**Extracted text:**
+++

In contrast to Marx’s notion of the law of value, as depicted here, for Moore, “all civilisations have laws of value—broadly patterned priorities for what is valuable and what is not”.50 Although “law of value” is often employed in Moore’s work in ways that suggest its affinity to the Marxian critique, in his world-ecology theory it metamorphoses into a suprahistorical category—one of such vagueness that it embraces not only all activity of civilisations, but also the work/energy of the entire Earth System over tens of millions of years insofar as it impacts human production.

+++

(Dataset items)
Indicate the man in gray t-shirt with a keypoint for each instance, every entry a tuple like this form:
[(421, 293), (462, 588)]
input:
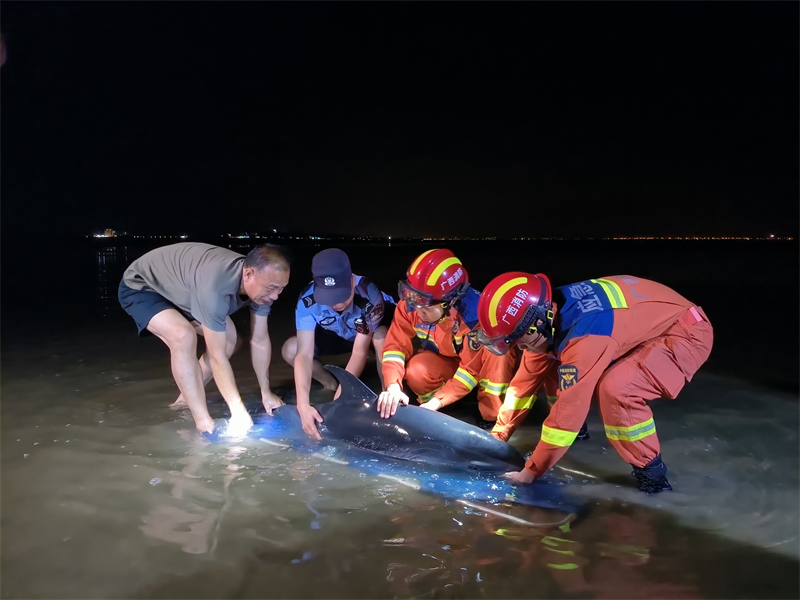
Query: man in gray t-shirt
[(180, 291)]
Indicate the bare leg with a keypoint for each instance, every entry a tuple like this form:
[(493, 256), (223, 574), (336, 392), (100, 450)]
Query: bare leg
[(180, 337), (234, 342), (378, 339), (318, 372)]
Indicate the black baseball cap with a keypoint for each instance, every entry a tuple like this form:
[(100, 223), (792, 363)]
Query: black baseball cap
[(332, 277)]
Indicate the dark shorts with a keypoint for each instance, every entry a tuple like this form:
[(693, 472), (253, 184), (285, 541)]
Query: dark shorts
[(143, 305), (327, 343)]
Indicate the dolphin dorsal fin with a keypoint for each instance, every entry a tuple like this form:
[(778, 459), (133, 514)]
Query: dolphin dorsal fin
[(352, 387)]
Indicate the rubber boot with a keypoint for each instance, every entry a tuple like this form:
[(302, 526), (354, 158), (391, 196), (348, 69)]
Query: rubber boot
[(652, 478)]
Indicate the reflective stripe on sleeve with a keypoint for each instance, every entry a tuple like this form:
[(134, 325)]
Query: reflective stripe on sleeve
[(514, 403), (498, 389), (558, 437), (465, 378), (632, 433), (394, 356), (613, 292)]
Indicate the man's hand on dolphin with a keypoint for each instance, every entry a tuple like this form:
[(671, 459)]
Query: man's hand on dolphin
[(270, 402), (524, 476), (432, 404), (389, 400), (309, 417)]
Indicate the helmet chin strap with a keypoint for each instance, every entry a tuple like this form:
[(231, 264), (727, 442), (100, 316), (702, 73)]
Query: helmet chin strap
[(547, 328)]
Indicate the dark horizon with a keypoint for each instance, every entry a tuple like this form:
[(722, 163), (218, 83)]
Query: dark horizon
[(404, 119)]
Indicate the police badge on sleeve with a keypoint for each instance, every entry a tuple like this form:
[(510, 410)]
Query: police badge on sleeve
[(567, 376), (374, 313)]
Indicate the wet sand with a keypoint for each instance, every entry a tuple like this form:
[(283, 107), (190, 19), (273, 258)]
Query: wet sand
[(108, 493)]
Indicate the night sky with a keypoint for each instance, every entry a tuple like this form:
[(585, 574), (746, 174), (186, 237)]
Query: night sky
[(401, 118)]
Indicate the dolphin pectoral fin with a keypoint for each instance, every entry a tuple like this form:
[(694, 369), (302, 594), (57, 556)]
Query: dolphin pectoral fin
[(353, 389)]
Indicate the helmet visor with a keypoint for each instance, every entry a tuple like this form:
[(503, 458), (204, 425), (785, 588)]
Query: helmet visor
[(414, 298), (499, 345)]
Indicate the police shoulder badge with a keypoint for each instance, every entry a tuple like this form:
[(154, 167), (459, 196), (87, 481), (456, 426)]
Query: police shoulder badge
[(374, 313), (472, 341), (567, 376)]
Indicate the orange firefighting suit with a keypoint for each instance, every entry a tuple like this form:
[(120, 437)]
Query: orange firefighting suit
[(451, 362), (623, 340)]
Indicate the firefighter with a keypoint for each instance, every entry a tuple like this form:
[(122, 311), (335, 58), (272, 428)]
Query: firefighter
[(622, 339), (438, 308)]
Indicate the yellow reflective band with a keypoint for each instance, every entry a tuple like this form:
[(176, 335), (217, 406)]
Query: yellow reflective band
[(499, 294), (426, 397), (567, 552), (613, 292), (465, 378), (394, 356), (514, 403), (632, 433), (558, 437), (494, 388), (440, 269), (419, 260)]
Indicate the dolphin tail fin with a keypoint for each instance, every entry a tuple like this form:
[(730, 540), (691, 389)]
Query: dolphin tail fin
[(352, 387)]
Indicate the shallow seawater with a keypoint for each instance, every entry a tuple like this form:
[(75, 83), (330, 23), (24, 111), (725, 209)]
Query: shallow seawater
[(108, 493)]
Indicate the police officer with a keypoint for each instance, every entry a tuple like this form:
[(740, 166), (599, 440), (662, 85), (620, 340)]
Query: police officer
[(338, 312)]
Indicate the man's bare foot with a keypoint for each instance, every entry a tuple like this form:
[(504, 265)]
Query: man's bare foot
[(205, 425)]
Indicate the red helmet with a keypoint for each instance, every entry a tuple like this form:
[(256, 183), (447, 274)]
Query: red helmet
[(512, 305), (435, 277)]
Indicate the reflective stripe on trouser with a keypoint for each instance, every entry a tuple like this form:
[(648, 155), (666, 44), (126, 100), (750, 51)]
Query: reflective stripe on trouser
[(514, 410), (426, 372), (656, 369)]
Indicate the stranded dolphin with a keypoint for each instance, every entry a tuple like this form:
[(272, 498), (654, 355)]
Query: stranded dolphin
[(412, 433), (422, 449)]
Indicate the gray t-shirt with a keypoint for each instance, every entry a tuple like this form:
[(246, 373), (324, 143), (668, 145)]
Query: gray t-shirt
[(200, 279)]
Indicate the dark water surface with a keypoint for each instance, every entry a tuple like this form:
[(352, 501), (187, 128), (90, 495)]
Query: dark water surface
[(107, 493)]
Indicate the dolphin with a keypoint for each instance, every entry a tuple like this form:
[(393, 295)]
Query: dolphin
[(422, 449), (412, 433)]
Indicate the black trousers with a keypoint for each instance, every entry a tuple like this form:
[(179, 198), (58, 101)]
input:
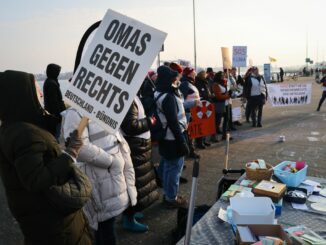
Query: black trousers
[(227, 119), (248, 111), (105, 234), (321, 101), (256, 107)]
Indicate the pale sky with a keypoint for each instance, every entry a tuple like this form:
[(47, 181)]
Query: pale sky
[(34, 33)]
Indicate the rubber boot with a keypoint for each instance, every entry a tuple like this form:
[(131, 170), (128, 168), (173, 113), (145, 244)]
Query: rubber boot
[(139, 215), (131, 224)]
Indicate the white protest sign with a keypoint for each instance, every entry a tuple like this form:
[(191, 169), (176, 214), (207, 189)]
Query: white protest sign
[(236, 110), (236, 114), (289, 94), (113, 68), (226, 58), (239, 56)]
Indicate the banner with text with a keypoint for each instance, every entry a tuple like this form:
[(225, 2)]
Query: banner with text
[(226, 58), (202, 120), (289, 94), (239, 56), (236, 109), (113, 68), (267, 73)]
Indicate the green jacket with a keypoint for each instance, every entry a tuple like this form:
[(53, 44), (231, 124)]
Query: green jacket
[(30, 162)]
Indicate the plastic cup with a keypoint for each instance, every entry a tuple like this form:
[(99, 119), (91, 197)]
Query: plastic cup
[(300, 165)]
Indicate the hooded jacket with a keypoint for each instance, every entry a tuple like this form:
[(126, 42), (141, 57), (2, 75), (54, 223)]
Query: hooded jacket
[(30, 162), (105, 159), (136, 127), (169, 108), (53, 102), (203, 88)]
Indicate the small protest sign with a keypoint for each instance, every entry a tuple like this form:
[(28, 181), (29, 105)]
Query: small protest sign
[(202, 120), (239, 56), (236, 109), (289, 94), (226, 58), (113, 68), (267, 73)]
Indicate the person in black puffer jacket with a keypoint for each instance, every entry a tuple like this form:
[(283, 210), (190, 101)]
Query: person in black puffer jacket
[(31, 161), (136, 129), (53, 102), (174, 146)]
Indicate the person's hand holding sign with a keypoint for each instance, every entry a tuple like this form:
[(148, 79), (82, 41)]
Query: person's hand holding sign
[(153, 120)]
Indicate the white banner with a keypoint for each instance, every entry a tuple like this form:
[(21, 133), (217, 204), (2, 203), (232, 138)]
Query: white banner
[(113, 68), (236, 114), (226, 58), (239, 56), (289, 94)]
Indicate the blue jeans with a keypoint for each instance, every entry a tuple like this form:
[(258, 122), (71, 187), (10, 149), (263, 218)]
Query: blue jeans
[(169, 172)]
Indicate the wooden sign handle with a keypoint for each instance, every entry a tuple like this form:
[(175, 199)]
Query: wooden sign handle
[(82, 125)]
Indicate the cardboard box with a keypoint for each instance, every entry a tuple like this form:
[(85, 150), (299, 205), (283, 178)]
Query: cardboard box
[(271, 189), (252, 210), (265, 230)]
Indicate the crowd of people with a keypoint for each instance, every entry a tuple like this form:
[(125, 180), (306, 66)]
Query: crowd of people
[(119, 167)]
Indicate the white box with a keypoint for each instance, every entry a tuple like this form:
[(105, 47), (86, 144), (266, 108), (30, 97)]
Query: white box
[(252, 210)]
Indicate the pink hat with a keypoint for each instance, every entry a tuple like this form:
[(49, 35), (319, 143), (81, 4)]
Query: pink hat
[(188, 70)]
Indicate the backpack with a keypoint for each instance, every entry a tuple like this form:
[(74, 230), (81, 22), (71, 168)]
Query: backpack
[(158, 132)]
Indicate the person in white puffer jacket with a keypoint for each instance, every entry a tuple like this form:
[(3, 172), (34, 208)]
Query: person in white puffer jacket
[(105, 159)]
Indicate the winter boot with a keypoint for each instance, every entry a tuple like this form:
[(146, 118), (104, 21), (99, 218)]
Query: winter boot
[(131, 224)]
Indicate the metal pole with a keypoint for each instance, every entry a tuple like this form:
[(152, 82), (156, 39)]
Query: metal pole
[(307, 49), (194, 18), (195, 173)]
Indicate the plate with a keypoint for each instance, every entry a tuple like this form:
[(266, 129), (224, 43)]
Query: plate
[(319, 206)]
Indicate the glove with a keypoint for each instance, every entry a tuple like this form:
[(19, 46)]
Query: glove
[(184, 149), (73, 144)]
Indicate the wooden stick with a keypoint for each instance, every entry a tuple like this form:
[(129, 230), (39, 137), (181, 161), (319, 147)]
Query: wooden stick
[(82, 125)]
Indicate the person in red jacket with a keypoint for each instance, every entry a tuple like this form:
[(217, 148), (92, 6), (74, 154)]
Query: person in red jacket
[(221, 101), (323, 96)]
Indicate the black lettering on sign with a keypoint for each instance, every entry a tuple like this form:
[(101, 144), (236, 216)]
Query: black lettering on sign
[(145, 38), (120, 67), (127, 37), (80, 77), (109, 68), (115, 91), (124, 96), (130, 72), (104, 57), (112, 28), (95, 56), (122, 35), (92, 92), (133, 41), (87, 82), (104, 91)]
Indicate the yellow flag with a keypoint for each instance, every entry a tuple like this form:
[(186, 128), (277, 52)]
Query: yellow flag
[(271, 59)]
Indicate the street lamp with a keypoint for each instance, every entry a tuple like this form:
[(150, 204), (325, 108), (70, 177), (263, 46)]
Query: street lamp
[(194, 19)]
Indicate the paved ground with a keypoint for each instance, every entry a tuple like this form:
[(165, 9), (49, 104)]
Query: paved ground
[(305, 133)]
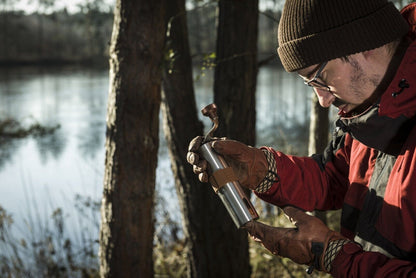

+++

Copy out the passage on Moore's law of value from "In contrast to" up to and including "impacts human production.", renaming "civilisations" to "societies". The listing is material separate from the passage.

In contrast to Marx’s notion of the law of value, as depicted here, for Moore, “all societies have laws of value—broadly patterned priorities for what is valuable and what is not”.50 Although “law of value” is often employed in Moore’s work in ways that suggest its affinity to the Marxian critique, in his world-ecology theory it metamorphoses into a suprahistorical category—one of such vagueness that it embraces not only all activity of societies, but also the work/energy of the entire Earth System over tens of millions of years insofar as it impacts human production.